(Point-labeling dataset excerpts)
^^^^^^^^^^^^^^^^

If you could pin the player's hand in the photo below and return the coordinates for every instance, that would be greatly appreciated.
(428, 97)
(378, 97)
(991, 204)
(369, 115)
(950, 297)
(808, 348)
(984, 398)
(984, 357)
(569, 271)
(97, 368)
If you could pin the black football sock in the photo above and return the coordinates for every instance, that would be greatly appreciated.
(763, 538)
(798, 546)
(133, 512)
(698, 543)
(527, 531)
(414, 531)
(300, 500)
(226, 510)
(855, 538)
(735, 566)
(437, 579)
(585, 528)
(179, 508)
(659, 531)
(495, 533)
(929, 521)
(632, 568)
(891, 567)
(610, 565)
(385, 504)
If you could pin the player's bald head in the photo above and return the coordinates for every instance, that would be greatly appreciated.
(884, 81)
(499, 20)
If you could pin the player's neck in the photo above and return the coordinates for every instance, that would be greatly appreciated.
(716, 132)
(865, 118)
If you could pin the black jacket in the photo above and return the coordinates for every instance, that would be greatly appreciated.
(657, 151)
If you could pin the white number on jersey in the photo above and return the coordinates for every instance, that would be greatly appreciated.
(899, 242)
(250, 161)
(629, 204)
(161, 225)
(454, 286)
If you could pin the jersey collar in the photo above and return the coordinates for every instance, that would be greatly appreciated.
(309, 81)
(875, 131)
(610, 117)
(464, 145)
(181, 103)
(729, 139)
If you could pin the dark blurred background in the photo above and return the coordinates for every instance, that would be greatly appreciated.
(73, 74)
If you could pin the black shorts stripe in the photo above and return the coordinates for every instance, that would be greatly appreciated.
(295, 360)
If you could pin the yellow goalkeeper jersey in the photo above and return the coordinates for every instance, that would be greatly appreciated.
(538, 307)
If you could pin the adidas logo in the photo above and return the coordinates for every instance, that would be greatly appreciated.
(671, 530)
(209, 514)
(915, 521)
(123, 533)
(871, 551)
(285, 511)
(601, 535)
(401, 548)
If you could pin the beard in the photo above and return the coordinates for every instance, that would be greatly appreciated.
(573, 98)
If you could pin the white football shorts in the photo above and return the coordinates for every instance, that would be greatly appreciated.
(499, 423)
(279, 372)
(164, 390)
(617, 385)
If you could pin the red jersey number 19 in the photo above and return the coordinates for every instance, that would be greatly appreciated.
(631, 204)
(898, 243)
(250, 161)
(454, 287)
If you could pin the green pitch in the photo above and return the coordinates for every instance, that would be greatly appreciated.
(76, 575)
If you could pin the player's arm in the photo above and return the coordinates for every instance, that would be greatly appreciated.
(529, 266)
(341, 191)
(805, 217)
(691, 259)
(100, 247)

^^^^^^^^^^^^^^^^

Copy the data above, changing each "pin" to "mark" and leaving everything else unchanged.

→ Expected answer
If you could mark the player's hand in the photo below and return the coordinates for every instance, that would be greatly appreciated.
(428, 97)
(378, 97)
(991, 204)
(369, 115)
(950, 297)
(808, 348)
(984, 398)
(984, 357)
(569, 271)
(97, 368)
If you could mark the black football sock in the photo above and return the coordinates for every instance, that would be greatly appreciated.
(763, 538)
(798, 546)
(133, 512)
(698, 543)
(527, 531)
(414, 531)
(300, 500)
(226, 510)
(855, 538)
(735, 566)
(437, 579)
(585, 528)
(179, 508)
(659, 531)
(495, 533)
(929, 521)
(632, 568)
(891, 567)
(610, 565)
(385, 504)
If you could mark the player's bald head in the photo above and return the coordinates for every instance, that would be greatly appreciated.
(884, 81)
(499, 20)
If you could mark the player's neck in the photo above and return the coordinates for every instance, that would be greatly appreciated.
(716, 132)
(865, 118)
If you could mark the black jacket in the photo above and return the coordinates for every instance, that would be greatly appreciated.
(657, 151)
If you could mark the white number on jersey in the photo above and return the coordinates for every instance, that would be greatly appreciated.
(899, 242)
(250, 161)
(629, 204)
(161, 225)
(454, 286)
If you could mark the jersey collar in the photo above and return the coordinates for every instance, that would be greatly appreciated.
(309, 81)
(875, 131)
(610, 117)
(464, 145)
(181, 103)
(729, 139)
If you could mark the dark blurred background in the photo above and return the coordinates for every instance, that would be greatly appreciated.
(73, 74)
If you could mark the black shorts stripe in the photo above and return the coordinates for every instance, that would be greatly appreciated.
(295, 360)
If you could mark the yellow goalkeeper jersey in the photo above and return the coordinates for every instance, that would be greatly appreciated.
(538, 307)
If you could mark the adidas logo in the photo above and return the coordinates for every instance, that would be greatly appreciated.
(671, 530)
(209, 514)
(915, 521)
(123, 533)
(871, 551)
(285, 511)
(601, 535)
(401, 548)
If you could mark the beard in the photo above and return the coordinates for every instance, that would be greatly appreciated.
(573, 98)
If you could mark the white football shorts in the photo above and return the coordinates for every instance, that would be greatly appreciated.
(499, 423)
(279, 372)
(164, 390)
(617, 385)
If you could mark the red jersey number 19 in the photo above and return the coordinates for every instance, that would be greatly appreciated.
(631, 204)
(898, 243)
(250, 161)
(454, 287)
If you could mark the green pitch in the photo above and return the coordinates for every instance, that would be greatly appreciated.
(76, 575)
If you could mark the player's arm in the photo above and return the coordinates for every instance, that would be greatly appreciated.
(529, 266)
(341, 191)
(805, 217)
(691, 259)
(100, 247)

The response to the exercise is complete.